(GIVEN PROBLEM): Exactly reproduce the lines from the line that has "Exercise. Put one point on each instance of the squirrel back" down to the last line of the entries, inclusive.

• • • •

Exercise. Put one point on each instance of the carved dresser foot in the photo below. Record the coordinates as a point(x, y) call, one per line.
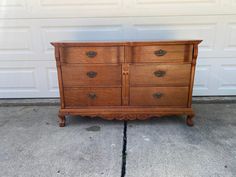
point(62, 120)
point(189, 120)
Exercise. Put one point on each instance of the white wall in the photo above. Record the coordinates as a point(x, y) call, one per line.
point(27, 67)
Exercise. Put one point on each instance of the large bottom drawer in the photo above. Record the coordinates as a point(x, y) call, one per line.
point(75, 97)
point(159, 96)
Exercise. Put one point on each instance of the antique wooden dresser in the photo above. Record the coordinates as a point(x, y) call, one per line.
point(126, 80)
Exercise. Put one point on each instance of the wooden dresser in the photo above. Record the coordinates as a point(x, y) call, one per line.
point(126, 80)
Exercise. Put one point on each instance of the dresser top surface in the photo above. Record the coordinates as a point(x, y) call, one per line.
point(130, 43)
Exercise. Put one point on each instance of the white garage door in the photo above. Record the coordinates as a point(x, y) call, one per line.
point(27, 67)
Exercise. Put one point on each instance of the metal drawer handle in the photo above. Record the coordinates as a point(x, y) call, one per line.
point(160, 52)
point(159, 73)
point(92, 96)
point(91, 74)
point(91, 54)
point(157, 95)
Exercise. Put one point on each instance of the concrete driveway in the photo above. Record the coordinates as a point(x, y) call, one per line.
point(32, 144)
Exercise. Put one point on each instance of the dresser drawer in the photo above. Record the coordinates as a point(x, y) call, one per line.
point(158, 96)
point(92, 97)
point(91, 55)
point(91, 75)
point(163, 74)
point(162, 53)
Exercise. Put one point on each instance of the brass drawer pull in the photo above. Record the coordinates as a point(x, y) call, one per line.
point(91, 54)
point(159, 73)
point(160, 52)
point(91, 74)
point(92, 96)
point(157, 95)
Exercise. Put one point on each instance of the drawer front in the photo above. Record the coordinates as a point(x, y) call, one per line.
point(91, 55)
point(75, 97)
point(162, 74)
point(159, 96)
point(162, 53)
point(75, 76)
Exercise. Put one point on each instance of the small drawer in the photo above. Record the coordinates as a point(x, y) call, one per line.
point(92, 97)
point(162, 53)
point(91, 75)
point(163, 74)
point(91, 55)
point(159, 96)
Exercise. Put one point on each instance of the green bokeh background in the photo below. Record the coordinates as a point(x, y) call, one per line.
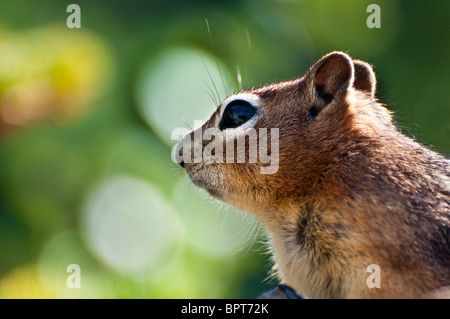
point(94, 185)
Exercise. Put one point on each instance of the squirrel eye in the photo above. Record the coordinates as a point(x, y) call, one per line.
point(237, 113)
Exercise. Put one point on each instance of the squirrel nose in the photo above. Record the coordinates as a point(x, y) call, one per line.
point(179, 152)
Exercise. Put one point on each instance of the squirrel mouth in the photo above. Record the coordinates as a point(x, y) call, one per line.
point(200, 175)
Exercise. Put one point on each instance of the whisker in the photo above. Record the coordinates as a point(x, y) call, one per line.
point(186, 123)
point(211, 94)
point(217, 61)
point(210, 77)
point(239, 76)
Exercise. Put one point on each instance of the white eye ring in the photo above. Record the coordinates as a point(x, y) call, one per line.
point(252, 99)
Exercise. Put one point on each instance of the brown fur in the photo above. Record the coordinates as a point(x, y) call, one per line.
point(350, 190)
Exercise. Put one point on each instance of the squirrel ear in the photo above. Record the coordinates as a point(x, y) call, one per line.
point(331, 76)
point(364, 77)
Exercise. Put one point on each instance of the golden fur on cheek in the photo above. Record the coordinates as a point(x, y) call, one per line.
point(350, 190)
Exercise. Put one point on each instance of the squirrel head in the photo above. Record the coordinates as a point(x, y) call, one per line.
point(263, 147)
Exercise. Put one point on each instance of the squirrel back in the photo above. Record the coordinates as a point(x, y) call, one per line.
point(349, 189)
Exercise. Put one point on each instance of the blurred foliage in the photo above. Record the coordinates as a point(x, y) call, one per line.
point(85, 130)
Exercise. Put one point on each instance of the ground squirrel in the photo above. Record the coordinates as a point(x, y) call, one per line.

• • • •

(COMPLETE ANSWER):
Exercise. Put one point on each instance of the squirrel back in the photo above. Record the coordinates as a point(x, y) call, one per line.
point(349, 189)
Exercise. Put one point on each instance of the blurred foliage in the photo above. Record the coordinates as a point(x, y) call, one per line.
point(85, 130)
Exercise. Put one point on each instance of the ground squirrel in the photo above. Record the coordinates as a point(x, y) call, one per line.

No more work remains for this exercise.